Task goal: Convert the entries, from the line containing "request | drop a dot on each instance of the tree" through the last line of the entries, into a JSON list of strings with one string per line and any blank lines omitted.

>> Begin

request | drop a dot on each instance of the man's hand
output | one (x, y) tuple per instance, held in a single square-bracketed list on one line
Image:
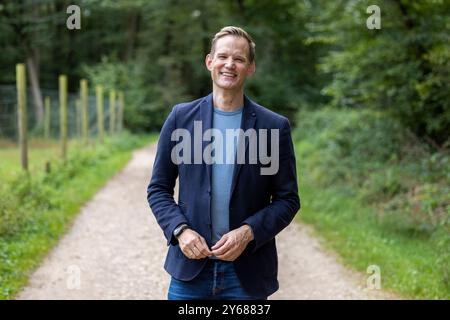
[(233, 243), (193, 245)]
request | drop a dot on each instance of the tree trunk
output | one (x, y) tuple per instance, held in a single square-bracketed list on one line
[(33, 72), (133, 20)]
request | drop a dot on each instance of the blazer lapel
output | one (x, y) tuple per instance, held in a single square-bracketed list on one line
[(248, 121), (207, 118)]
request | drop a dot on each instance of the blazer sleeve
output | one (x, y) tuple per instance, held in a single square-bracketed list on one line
[(160, 190), (269, 221)]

>> End

Final result:
[
  "request | drop a dot on each instance of the tree trunk",
  "output | one (x, y) tuple per instance, held in a single square-bracketed list on one line",
  "[(33, 72), (133, 20)]",
  "request | drop a dot on each instance of the blazer lapel",
  "output | one (x, y) tuple per instance, held in a single square-bracketed list on one line",
  "[(248, 121), (207, 118)]",
  "request | drop a dot on each instance of the blazer sleeve",
  "output | one (x, y) tuple per instance, held in a single square-bracketed list on one line",
  "[(160, 190), (269, 221)]"
]